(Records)
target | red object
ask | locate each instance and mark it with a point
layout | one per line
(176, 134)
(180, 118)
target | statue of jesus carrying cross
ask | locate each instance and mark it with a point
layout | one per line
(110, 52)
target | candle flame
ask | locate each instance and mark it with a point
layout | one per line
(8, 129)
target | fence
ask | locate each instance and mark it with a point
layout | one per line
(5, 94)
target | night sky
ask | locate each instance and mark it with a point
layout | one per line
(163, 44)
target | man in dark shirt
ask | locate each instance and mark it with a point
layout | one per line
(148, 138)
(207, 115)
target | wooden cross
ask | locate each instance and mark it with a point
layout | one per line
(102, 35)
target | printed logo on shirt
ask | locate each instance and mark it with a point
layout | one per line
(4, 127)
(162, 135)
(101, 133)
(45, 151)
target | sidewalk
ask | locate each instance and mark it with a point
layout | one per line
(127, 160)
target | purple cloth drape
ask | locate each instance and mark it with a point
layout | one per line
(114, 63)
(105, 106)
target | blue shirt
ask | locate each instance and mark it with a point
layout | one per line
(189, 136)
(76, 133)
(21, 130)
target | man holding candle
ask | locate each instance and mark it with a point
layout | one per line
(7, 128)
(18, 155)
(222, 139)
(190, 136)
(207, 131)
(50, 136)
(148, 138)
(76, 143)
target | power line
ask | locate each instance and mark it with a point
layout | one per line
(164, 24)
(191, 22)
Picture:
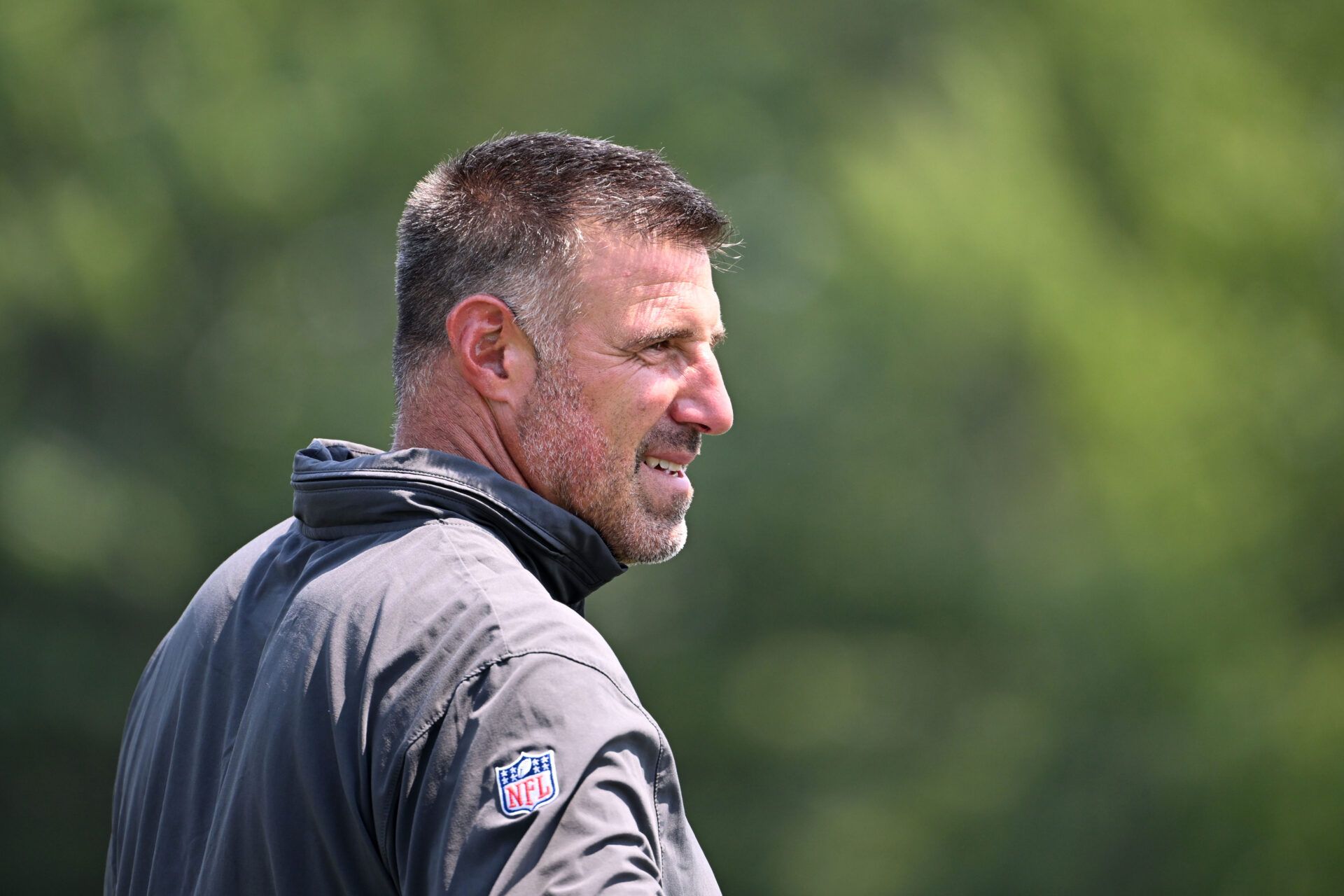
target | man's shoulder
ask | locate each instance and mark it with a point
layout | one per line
(524, 617)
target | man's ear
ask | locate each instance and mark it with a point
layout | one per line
(489, 349)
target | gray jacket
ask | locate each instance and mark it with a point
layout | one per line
(396, 692)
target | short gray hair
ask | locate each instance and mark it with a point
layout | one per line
(504, 218)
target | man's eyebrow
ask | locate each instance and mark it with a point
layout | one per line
(673, 333)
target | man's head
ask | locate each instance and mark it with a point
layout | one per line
(555, 301)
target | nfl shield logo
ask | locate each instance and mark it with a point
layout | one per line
(527, 783)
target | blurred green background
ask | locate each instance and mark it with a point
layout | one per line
(1021, 570)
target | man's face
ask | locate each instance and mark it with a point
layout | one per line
(609, 429)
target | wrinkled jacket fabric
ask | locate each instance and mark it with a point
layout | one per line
(331, 710)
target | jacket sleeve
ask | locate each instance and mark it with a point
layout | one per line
(575, 809)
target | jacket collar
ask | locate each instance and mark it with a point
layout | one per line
(344, 489)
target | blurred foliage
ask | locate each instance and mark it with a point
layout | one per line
(1021, 570)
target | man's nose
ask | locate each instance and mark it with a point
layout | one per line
(704, 400)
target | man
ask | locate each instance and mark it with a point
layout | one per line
(396, 691)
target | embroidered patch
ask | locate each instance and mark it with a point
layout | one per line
(527, 783)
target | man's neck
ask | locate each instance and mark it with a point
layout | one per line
(457, 428)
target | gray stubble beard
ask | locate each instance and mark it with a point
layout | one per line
(566, 450)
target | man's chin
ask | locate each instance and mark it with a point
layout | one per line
(647, 543)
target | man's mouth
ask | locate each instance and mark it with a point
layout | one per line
(667, 466)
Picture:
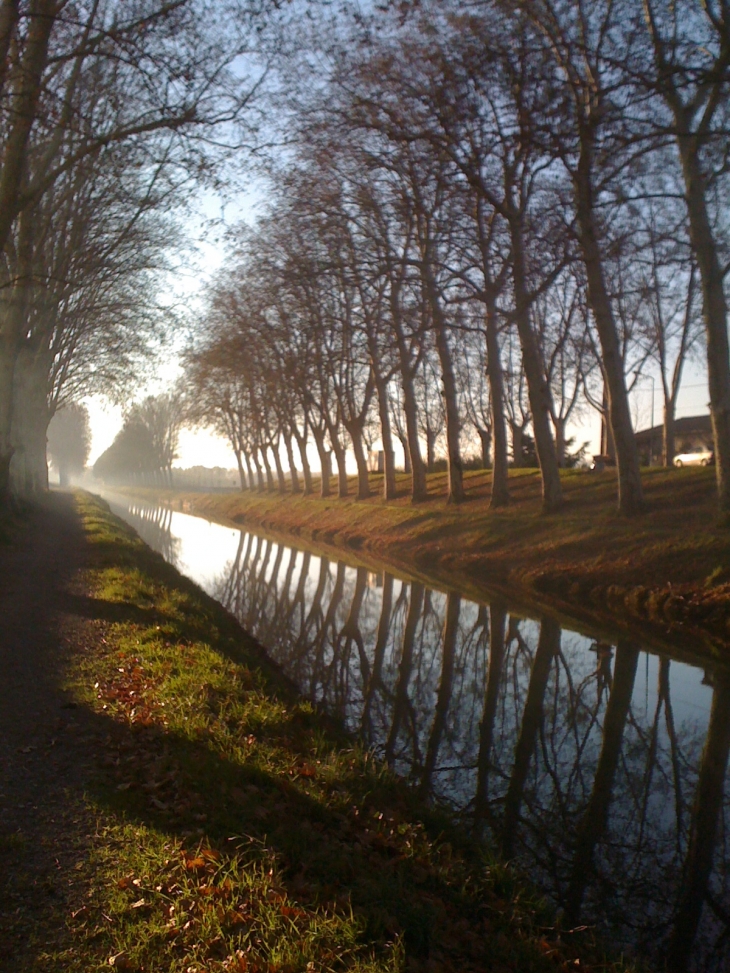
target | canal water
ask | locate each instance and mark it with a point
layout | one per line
(598, 764)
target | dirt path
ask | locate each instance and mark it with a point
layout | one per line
(47, 746)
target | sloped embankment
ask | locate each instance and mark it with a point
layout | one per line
(239, 829)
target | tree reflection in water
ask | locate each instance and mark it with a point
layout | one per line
(539, 737)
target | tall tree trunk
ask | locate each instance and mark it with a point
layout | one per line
(630, 494)
(341, 460)
(324, 460)
(407, 469)
(714, 311)
(485, 438)
(257, 467)
(560, 441)
(667, 435)
(267, 467)
(301, 438)
(453, 422)
(29, 465)
(249, 470)
(7, 370)
(495, 375)
(23, 107)
(241, 472)
(293, 473)
(386, 432)
(363, 480)
(518, 435)
(538, 390)
(281, 478)
(410, 409)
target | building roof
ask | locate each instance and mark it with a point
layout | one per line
(682, 427)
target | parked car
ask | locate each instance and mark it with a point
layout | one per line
(697, 457)
(600, 462)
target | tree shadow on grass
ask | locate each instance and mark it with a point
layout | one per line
(336, 853)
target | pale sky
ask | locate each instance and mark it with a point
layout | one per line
(204, 448)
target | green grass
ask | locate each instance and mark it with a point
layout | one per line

Objective
Repeat the records above verbatim, with no pictures in the result.

The answer
target | red object
ask | locate each instance and mark it with a point
layout | one per line
(176, 134)
(180, 118)
target | statue of jesus carrying cross
ask | locate each instance and mark it with a point
layout | one per line
(110, 52)
target | candle flame
ask | locate each instance and mark it with a point
layout | one per line
(8, 129)
target | fence
ask | locate each instance and mark it with a point
layout | one per line
(5, 94)
target | night sky
ask | locate each instance and mark it with a point
layout | one per line
(163, 44)
target | man in dark shirt
ask | locate each instance and mark it with a point
layout | one per line
(148, 138)
(207, 115)
target | wooden cross
ask | locate each instance and mark it with a point
layout | one per line
(102, 35)
target | printed logo on shirt
ask | locate each instance and mark it with a point
layout | one per line
(4, 127)
(162, 135)
(101, 133)
(45, 151)
target | sidewalk
ask | locate each instance and mark it with a point
layout | one per line
(127, 160)
target | purple cloth drape
ask | locate each instance and mark it with a point
layout | one per line
(114, 63)
(105, 106)
target | blue shirt
ask | locate each instance and mark it with a point
layout | one per line
(189, 136)
(76, 133)
(21, 130)
target | man holding candle
ask | locate each instance and mark it with a point
layout | one per line
(7, 128)
(18, 155)
(222, 139)
(190, 136)
(207, 131)
(50, 136)
(148, 138)
(76, 143)
target | power line
ask | locate each instance and mark it with a point
layout | one per line
(164, 24)
(191, 22)
Picture:
target | man's shoulder
ask | locate each instance and mark it with a point
layout | one per line
(524, 617)
target | man's ear
ask | locate each instance and mark it with a point
layout | one per line
(489, 349)
target | gray jacket
ask | locate each instance and mark it with a point
layout | one per line
(396, 692)
target | short gray hair
ask | locate each instance and mark it with a point
layout | one per line
(504, 218)
target | man's eyebrow
ask | locate each instance and mark it with a point
layout | one per line
(673, 333)
target | man's head
ask | locate each instance and mark it with a point
layout | one per line
(555, 301)
target | nfl shield logo
ask | locate each instance and mark it with a point
layout | one per line
(527, 783)
target | blurred green background
ask | locate each instance and mark it with a point
layout | one per line
(1021, 570)
target | man's face
ask | locate each instance and mark it with a point
layout | one per line
(609, 429)
target | wrinkled jacket fabric
ask | locate each instance and mark it with a point
layout | one per line
(331, 710)
target | jacket sleeve
ask | locate each instance and mark it with a point
layout | one per line
(575, 809)
target | jacket collar
ask | locate each instance and mark it with a point
layout | one per line
(344, 489)
target | blurred foliage
ask | locate each instance and mark it with a point
layout | one per line
(1021, 570)
target | man's nose
ask | locate each instance and mark it with a point
layout | one per line
(704, 400)
target | man
ask | locate each instance and mark it with a point
layout | one per line
(396, 691)
target | embroidered patch
ask | locate each instance and mark it with a point
layout | one per line
(527, 783)
target | man's neck
ask | locate each instance and mark it with a point
layout | one per line
(457, 428)
target | gray stubble beard
ask | locate each instance and mark it with a point
layout | one per line
(566, 450)
target | man's chin
ask | locate each instance and mark it with a point
layout | one per line
(647, 543)
target | man's mouth
ask | locate each instance and mark it with a point
layout | one per line
(667, 466)
Picture:
target | canal water
ask | locate each instance and mark it with a point
layout | one per line
(598, 764)
target | dirt path
ask | locate each instance and mark it with a point
layout | one per line
(47, 746)
target | sloped embankment
ask | locate each instance and mark it with a point
layout | one per line
(239, 829)
target | tree reflection in water
ask | locate each instance and mark it with a point
layout | one per line
(539, 737)
target | tall tree trunk
ask | locate each instance and mark it with a point
layout | one per line
(630, 494)
(341, 460)
(324, 460)
(407, 469)
(714, 311)
(485, 438)
(257, 467)
(560, 441)
(667, 435)
(267, 467)
(301, 438)
(453, 422)
(29, 465)
(249, 470)
(7, 370)
(495, 375)
(23, 107)
(241, 472)
(293, 473)
(386, 432)
(363, 480)
(518, 435)
(538, 390)
(281, 478)
(410, 409)
target | building roof
ask | locate each instance and mark it with a point
layout | one per line
(682, 427)
target | parked car
ask | locate each instance and mark it with a point
layout | one per line
(697, 457)
(600, 462)
target | tree shadow on grass
ask | locate each instance and mark it with a point
layout | one per line
(336, 853)
target | pale sky
ask | locate each instance and mark it with a point
layout | one per line
(204, 448)
target | green grass
ask | locate each instance and mark it with a point
layout | one per line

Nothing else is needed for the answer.